◆ GOAL: In the nba_api tutorial, which endpoint answers the question of who this season's per-game scoring leaders are?

◆ TEXT BLOCK:
========

Every chart on this site starts the same dull, glorious way: a Python script asks stats.nba.com a question and writes the answer to disk. The package that does the asking is nba_api, and it is the single fastest way to go from "I have an opinion about the scoring race" to "I have the actual numbers." This is the tutorial I wish I'd had — install it, make one real call, understand what comes back, and learn the etiquette that keeps the API from quietly blocking you.

Install it (one line)

There is no account, no API key, no signup email that takes three business days. The NBA's stats site exposes a sprawling, undocumented JSON API, and nba_api is a community package that wraps the useful corners of it in tidy Python classes. You install it the way you install anything:

Python
pip install nba_api

That pulls in pandas and requests as dependencies, which are the only other pieces you need for this whole tutorial. If you work in virtual environments — and you should — activate yours first so this doesn't land in your system Python. That's the entire setup. We can go ask the league a question now.

Your first call

Here's the question: who are this season's per-game scoring leaders? The endpoint that answers it is LeagueLeaders. You hand it a season, a season type, a stat category, and a "per mode," and it hands back a table. This snippet is the real thing — it's a faithful, paste-ready version of the script that generated the chart below:

Python
from nba_api.stats.endpoints import leagueleaders

# Ask stats.nba.com for this season's per-game scoring leaders.

========

◆ SUPPLIED DATA:
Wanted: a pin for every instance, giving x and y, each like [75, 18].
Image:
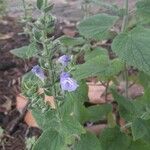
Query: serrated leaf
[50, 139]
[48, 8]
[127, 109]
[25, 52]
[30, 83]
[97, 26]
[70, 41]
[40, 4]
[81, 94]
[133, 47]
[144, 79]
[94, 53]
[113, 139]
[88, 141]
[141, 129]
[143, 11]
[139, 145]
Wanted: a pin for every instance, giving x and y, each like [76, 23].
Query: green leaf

========

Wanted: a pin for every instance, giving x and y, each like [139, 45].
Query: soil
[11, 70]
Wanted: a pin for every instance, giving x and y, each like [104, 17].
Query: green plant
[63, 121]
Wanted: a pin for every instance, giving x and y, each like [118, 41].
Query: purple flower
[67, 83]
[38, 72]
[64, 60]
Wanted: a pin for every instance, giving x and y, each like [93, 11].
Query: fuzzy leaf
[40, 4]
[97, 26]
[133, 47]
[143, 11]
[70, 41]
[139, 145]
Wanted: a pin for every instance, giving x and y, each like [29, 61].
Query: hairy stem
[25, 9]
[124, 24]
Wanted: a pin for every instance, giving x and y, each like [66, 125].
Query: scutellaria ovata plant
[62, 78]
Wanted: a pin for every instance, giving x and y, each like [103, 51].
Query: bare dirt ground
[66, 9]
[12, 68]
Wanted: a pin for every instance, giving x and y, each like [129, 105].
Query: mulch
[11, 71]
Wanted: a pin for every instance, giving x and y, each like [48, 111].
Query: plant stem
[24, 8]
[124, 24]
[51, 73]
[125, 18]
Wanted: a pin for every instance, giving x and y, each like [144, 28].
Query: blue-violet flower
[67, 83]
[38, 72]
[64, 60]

========

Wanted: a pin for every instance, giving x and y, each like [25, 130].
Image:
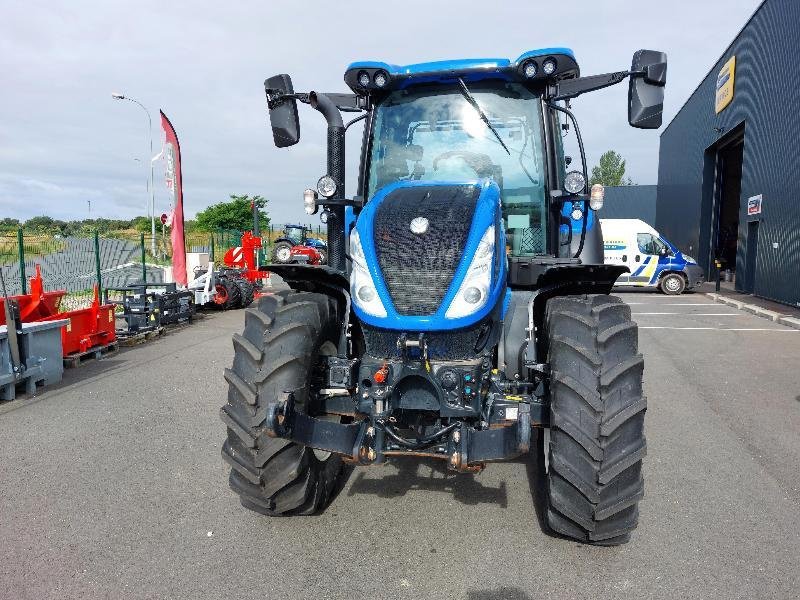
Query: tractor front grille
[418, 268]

========

◆ WRITTEN ANSWER: LeagueLeaders